=== Datos proporcionados ===

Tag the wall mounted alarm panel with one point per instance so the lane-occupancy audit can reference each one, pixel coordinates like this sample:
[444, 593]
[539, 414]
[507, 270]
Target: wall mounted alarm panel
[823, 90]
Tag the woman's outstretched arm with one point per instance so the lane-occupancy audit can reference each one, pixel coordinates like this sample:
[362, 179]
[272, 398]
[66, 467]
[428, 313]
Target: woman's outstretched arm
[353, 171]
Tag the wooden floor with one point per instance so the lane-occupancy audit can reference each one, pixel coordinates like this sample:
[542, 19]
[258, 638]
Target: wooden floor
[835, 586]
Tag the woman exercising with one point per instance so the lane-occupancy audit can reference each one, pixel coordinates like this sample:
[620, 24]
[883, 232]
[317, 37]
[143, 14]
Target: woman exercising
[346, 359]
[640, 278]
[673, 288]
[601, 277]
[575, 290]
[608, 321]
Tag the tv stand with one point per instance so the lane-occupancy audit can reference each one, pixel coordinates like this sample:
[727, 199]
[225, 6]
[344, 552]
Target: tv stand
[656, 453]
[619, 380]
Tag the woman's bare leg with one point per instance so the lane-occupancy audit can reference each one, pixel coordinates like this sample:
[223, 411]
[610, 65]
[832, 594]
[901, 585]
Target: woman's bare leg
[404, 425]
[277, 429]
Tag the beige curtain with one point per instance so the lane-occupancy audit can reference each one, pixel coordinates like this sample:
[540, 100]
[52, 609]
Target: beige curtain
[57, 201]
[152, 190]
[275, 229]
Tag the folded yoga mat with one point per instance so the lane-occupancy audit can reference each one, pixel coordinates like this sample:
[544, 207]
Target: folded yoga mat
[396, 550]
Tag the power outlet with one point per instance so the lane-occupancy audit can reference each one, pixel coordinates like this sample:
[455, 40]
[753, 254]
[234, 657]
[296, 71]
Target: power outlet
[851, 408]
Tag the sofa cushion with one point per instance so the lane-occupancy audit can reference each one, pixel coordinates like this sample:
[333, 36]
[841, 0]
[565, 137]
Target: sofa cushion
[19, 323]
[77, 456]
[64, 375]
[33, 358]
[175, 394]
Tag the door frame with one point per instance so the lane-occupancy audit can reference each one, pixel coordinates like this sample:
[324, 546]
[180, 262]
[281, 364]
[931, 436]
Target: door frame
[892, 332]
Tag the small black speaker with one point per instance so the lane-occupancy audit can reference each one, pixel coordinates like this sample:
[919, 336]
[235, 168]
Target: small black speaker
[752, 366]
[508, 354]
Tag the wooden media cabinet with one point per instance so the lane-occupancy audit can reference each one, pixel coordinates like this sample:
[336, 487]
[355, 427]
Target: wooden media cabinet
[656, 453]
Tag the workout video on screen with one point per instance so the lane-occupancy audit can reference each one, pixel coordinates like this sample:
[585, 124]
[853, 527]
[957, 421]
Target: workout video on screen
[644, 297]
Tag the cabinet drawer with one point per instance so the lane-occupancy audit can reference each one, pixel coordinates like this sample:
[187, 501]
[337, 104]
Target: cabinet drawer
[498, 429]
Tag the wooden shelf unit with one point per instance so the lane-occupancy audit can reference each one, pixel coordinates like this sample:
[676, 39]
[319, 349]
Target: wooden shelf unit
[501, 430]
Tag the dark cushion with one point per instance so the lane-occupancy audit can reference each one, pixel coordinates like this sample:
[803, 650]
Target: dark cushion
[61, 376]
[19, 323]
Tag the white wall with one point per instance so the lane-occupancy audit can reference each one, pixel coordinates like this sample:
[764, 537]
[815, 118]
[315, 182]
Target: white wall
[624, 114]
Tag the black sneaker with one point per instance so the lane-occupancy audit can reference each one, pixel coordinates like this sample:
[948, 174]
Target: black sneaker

===

Tu objetivo: Reproduce todos los datos anteriores reemplazando "lane-occupancy audit" por "space-usage review" y deja todo lo demás sin cambios.

Respuesta:
Tag the wall mounted alarm panel with one point per instance so the space-usage review can reference each one, pixel coordinates like this sample:
[444, 593]
[539, 414]
[507, 270]
Target: wall mounted alarm panel
[823, 90]
Tag the woman's outstretched arm with one point per instance so the space-usage review can reference each one, pixel coordinates like this sample:
[362, 179]
[272, 398]
[66, 467]
[428, 313]
Target: woman's outstretched arm
[353, 171]
Tag the wooden floor with one point per instance so the space-usage review can reference each one, pixel coordinates like this sample:
[542, 19]
[258, 638]
Target: wooden floor
[835, 586]
Tag the woman exercising with one point per instance so the space-usage review can reference each one, pixel coordinates like this sample:
[620, 24]
[883, 232]
[317, 37]
[143, 14]
Target: woman exercising
[346, 359]
[640, 278]
[673, 288]
[601, 277]
[575, 290]
[608, 321]
Tag the tv stand with one point per instance so the space-usage review can reference each one, pixel coordinates like this sample:
[727, 199]
[225, 6]
[344, 552]
Target: tv stand
[656, 453]
[619, 380]
Tag the woman's bare leg with one point per instance so the space-usage review can reference each one, pixel coordinates like this sample:
[223, 411]
[610, 65]
[832, 594]
[901, 585]
Target: woman's bare leg
[404, 425]
[277, 429]
Tag the beige curtain with one point per instance so the space-usage review can reference each one, pixel coordinates like this sample:
[540, 100]
[52, 609]
Target: beige curtain
[57, 201]
[152, 190]
[275, 229]
Tag the folded yoga mat with one point per instance so the space-usage review can reference each one, pixel coordinates like this sample:
[544, 207]
Target: folded yoga mat
[396, 550]
Tag the power outlet with one point per instance so the space-usage review can reference each one, pixel coordinates like this sample:
[455, 40]
[753, 254]
[234, 657]
[296, 71]
Target: power outlet
[851, 408]
Tag the sofa cushion with one point per instance so the space-usage review can reference each one, pixel coordinates like this sample:
[333, 36]
[841, 0]
[565, 137]
Target: sofa cushion
[19, 323]
[77, 456]
[64, 375]
[33, 358]
[175, 394]
Tag the door frame with one point per instance so the space-usage review can reference each one, pixel coordinates like this sample:
[324, 546]
[180, 262]
[281, 364]
[931, 436]
Target: door frame
[892, 332]
Tag the small black speaker with one point per instance so the space-usage review can reference each one, pixel coordinates like this sample:
[919, 336]
[235, 168]
Target: small black speaker
[752, 366]
[508, 354]
Tag the wooden media cabinet with one point per instance so the space-usage review can reference each one, pixel coordinates like this sample:
[336, 487]
[355, 427]
Target: wooden media cabinet
[656, 453]
Tag the workout video on screen with one point per instance so the space-usage review can reference each one, pixel coordinates like this sample:
[585, 124]
[853, 527]
[957, 421]
Target: workout video on screen
[644, 297]
Tag the cabinet drawer with one point per instance so the space-usage review can reference each one, pixel coordinates like this sample:
[187, 501]
[337, 104]
Target: cabinet drawer
[498, 429]
Tag the wooden shelf unit with one point per instance so the space-usage review can reference each one, pixel coordinates like this sample:
[676, 39]
[319, 349]
Target: wooden shelf unit
[501, 430]
Tag the dark cushion with one point per instance so the space-usage review can reference each one, pixel coordinates like this sample:
[803, 650]
Target: dark cushion
[61, 376]
[19, 323]
Tag the white wall with one point per instance so the space-usage review can reference each one, pixel coordinates like this sample:
[764, 537]
[815, 118]
[315, 182]
Target: white wall
[624, 114]
Tag the black sneaker with one point per instance so the space-usage review can reference each one, pixel coordinates like this sample:
[948, 174]
Target: black sneaker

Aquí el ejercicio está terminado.